(INSTRUKSI SINGKAT 1):
Bisakah Anda mengetik ulang bagian teks tentang kain fuya tanpa perubahan, mulai dari kata-kata "Fuya adalah nama" dan berhenti setelah kata-kata "untuk berbagai tujuan."?
(INSTRUKSI SINGKAT 2):
Bisakah Anda mengulang baris-baris entri tanpa perubahan, mulai dari baris pertama entri dan berhenti setelah baris yang memuat "(668, 1118)", dengan baris itu ikut disertakan? Jangan sertakan gambar dalam jawaban.

Fuya adalah nama kain kulit kayu Indonesia di dunia
Internasional. Fuya atau Vuya berasal dari kata wuyang atau vuyang, istilah
untuk kain kulit kayu dari Minahasa (Sulawesi Utara) dan menjadi terkenal saat
pengunjung Eropa memanfaatkannya untuk berbagai tujuan.
Kain kulit kayu yang umumnya disebut tapa atau fuya tersebar
di beberapa titik di Nusantara, setiap kelompok masyarakat memiliki sebutan
berbeda untuk kain ini. Kita mengenal “Daluang” di Garut dan “Ulantaga” di
Bali. Di sekitar taman Lore Lindu Sulawesi Tengah, ada sebutan “ivo” di Desa
Pandera, “kumpe” di Kulawi, “ranta” di Lembah Banda, dan “modo” di Lembah
Basoa.
![]() |
Vuya – Kain Legenda Internasional dari Minahasa |
Teknik pembuatan fuya di daerah Kulawi diyakini yang paling
canggih di Indonesia. Sementara itu, daerah-daerah lain fuya dibuat secara
terbatas tergantung kebutuhan. Masyarakat Kulawi memproduksi fuya secara massal
meski masih dibuat dengan tangan. Penggunaannya pun tak sekedar untuk keperluan
keluarga. Di Kulawi, tidak hanya pohon Murbei (Broussenetia Papyfera)
yang digunakan sebagai bahan baku kain kulit kayu ini, tetapi juga Sukun (Artocarpus),
Beringin atau Ara (Ficus), dan pohon upas yang beracun (Antiaris).
Kulit kayu pohon murbei menghasilkan kain putih paling baik.
Proses pembiatan kainkulit kayu di Kulawi pada prinsipnya tak
banyak berbeda dengan pembuatan kain kayu di tempat lain, hanya ada beberapa
detail tahap yang tak dilakukan oleh masyarakat lain. Kulit-kulit yang berserat
dilembabkan terlebih dahulu untuk melunakkan kayu, bisa dengan direbus atau
direndam. Dalam tahap ini, ditambahkan akar-akaran dan daun-daunan untuk
menigkatkan warna alami kulit kayu. Setelah itu, kulit kayu dibungkus dengan
daun Livistonia Latifolia dan diletakkan ditempat yang lembab dan
gelap di hutan selama tiga hari sampai tiga minggu untuk proses fermentasi.

(CUPLIKAN DATA):

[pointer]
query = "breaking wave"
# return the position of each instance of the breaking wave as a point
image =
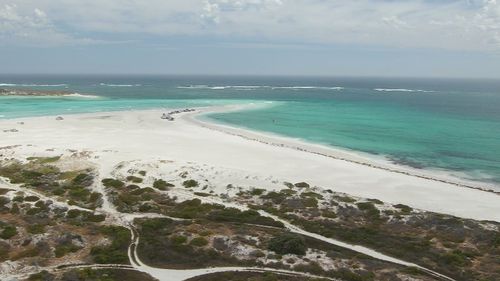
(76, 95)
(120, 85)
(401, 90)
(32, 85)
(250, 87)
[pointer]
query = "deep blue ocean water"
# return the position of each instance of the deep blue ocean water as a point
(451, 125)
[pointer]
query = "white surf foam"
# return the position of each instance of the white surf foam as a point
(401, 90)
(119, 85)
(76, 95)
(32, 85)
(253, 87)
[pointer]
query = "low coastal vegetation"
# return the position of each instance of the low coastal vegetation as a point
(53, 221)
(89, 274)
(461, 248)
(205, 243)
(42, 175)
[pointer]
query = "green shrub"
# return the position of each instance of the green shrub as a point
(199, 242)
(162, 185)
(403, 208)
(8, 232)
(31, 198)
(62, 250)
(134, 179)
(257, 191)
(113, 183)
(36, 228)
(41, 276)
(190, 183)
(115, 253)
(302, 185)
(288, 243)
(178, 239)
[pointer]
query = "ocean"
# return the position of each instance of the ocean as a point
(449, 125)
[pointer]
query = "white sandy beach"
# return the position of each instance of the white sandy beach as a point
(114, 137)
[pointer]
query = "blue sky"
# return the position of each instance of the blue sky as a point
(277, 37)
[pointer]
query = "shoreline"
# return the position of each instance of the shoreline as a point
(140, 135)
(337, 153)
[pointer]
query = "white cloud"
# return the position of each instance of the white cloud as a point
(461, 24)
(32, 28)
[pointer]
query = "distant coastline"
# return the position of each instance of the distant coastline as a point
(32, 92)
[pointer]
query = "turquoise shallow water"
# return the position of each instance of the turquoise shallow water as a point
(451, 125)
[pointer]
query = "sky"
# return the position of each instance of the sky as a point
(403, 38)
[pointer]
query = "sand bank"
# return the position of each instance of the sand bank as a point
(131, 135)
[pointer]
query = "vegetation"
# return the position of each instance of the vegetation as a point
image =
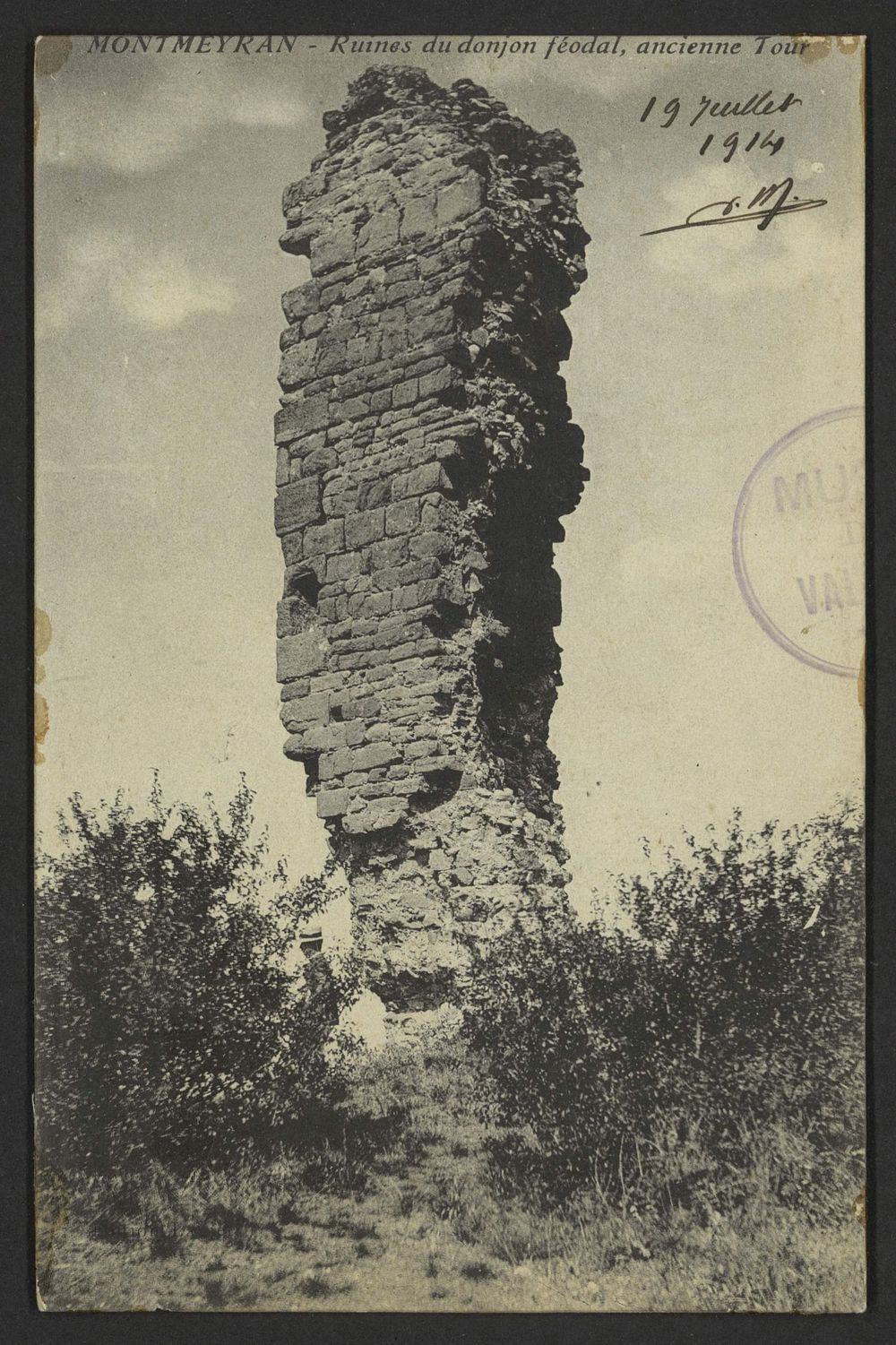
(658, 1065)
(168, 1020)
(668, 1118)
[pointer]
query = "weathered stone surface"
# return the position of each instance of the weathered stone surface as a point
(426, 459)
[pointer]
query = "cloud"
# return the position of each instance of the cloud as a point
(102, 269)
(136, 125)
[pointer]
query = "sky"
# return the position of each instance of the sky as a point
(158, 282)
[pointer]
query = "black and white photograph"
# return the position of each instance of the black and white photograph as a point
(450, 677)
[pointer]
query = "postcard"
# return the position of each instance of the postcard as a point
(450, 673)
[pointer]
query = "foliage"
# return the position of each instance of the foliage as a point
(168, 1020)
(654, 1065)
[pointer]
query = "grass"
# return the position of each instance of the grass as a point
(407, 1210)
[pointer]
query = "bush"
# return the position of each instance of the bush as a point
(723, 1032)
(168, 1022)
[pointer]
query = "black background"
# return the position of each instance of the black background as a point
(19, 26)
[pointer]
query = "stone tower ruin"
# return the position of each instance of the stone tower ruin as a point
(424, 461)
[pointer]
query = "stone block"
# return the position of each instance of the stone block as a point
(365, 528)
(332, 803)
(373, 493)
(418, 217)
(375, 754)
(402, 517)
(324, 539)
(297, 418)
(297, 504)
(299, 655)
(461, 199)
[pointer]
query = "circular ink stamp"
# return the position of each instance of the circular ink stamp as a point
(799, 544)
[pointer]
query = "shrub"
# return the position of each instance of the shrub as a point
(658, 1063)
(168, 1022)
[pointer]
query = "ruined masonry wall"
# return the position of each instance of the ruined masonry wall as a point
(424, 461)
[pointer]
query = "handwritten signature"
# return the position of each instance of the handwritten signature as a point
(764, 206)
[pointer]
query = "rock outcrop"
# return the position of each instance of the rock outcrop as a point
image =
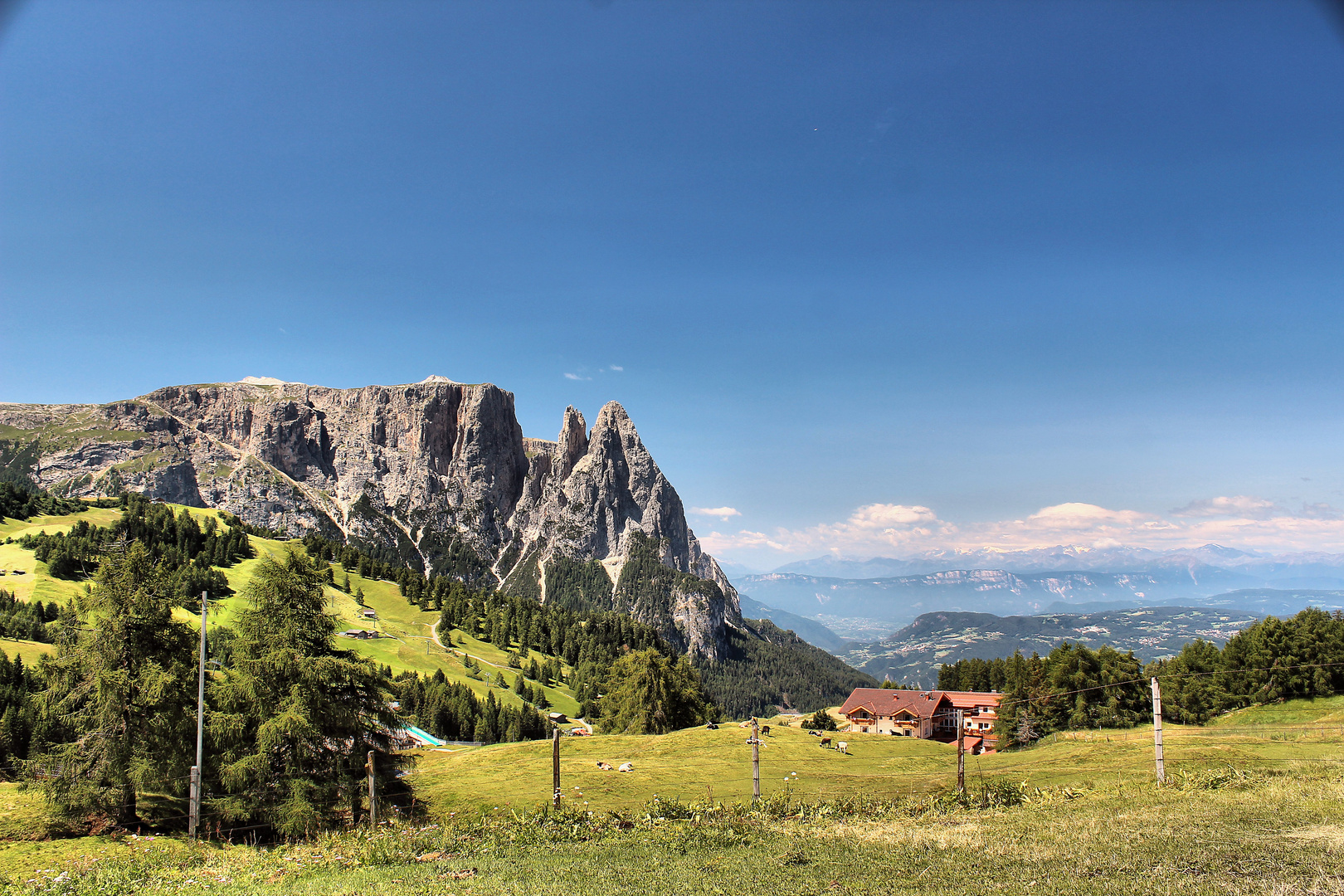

(HASIL YANG BENAR 1):
Fuya adalah nama kain kulit kayu Indonesia di dunia
Internasional. Fuya atau Vuya berasal dari kata wuyang atau vuyang, istilah
untuk kain kulit kayu dari Minahasa (Sulawesi Utara) dan menjadi terkenal saat
pengunjung Eropa memanfaatkannya untuk berbagai tujuan.

(HASIL YANG BENAR 2):
[pointer]
query = "breaking wave"
# return the position of each instance of the breaking wave as a point
image =
(76, 95)
(120, 85)
(401, 90)
(32, 85)
(250, 87)
[pointer]
query = "deep blue ocean water"
# return the position of each instance of the deep blue ocean water as a point
(451, 125)
[pointer]
query = "white surf foam"
# return the position of each instance of the white surf foam as a point
(401, 90)
(119, 85)
(76, 95)
(32, 85)
(253, 87)
[pointer]
query = "low coastal vegetation"
# return the position of each instance of the low coastal vegetation as a point
(53, 221)
(89, 274)
(461, 248)
(205, 243)
(42, 175)
[pointer]
query = "green shrub"
# return the position of each instance of the green shrub as a point
(199, 242)
(162, 185)
(403, 208)
(8, 232)
(31, 198)
(62, 250)
(134, 179)
(257, 191)
(113, 183)
(36, 228)
(41, 276)
(190, 183)
(115, 253)
(302, 185)
(288, 243)
(178, 239)
[pointer]
query = "ocean"
# return the position of each instance of the ocean as a point
(449, 125)
[pointer]
query = "white sandy beach"
# return the position of each instance of the white sandy beach as a point
(114, 137)
[pointer]
query = "blue sky"
# return the position of each instance of the blue sky as a point
(277, 37)
[pointer]
query = "shoreline"
# return the position of each instance of the shoreline as a point
(140, 135)
(337, 153)
[pointer]
query = "white cloud"
# return the position of each instance of the white cloud as a point
(461, 24)
(32, 28)
[pointer]
query = "distant coastline"
# return the position of each instance of the distant coastline as a point
(32, 92)
[pointer]
query = "turquoise shallow water"
# return the position of each instance of the turquoise shallow water as a point
(451, 125)
[pointer]
query = "sky"
# return the position of each instance of the sky as a point
(403, 38)
[pointer]
query = "sand bank"
# return the position of each instance of the sand bank as a point
(131, 135)
[pointer]
query = "vegetation"
# return the position of each instance of the vegetation as a point
image =
(658, 1065)
(168, 1020)
(668, 1118)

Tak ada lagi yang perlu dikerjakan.